▶ _PROBLEM STATEMENT_
Return the following lines word for word, changing nothing.

══ INFORMATION GIVEN

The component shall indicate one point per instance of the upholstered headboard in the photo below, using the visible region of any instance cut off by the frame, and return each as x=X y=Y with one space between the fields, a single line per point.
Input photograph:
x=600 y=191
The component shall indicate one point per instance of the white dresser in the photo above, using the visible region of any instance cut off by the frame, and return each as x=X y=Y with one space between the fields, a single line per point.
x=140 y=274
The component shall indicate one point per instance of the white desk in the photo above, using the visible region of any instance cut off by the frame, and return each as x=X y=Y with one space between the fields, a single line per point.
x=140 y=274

════

▶ _RESULT BELOW_
The component shall indicate one point per instance of the upholstered headboard in the photo below, using the visible region of any instance cut off by the frame, and return each as x=X y=Y with one space between the fields, a single line per point.
Input photograph:
x=600 y=191
The component shall indicate one point per instance of the white dresser in the photo above, using the visible region of any instance cut off by the frame, and return each as x=X y=Y with one space between the fields, a single line per point.
x=140 y=274
The component shall indicate one point per instance of the white desk in the photo above, using the visible region of any instance cut off by the frame, and return each as x=X y=Y with one space between the fields, a single line per point.
x=140 y=274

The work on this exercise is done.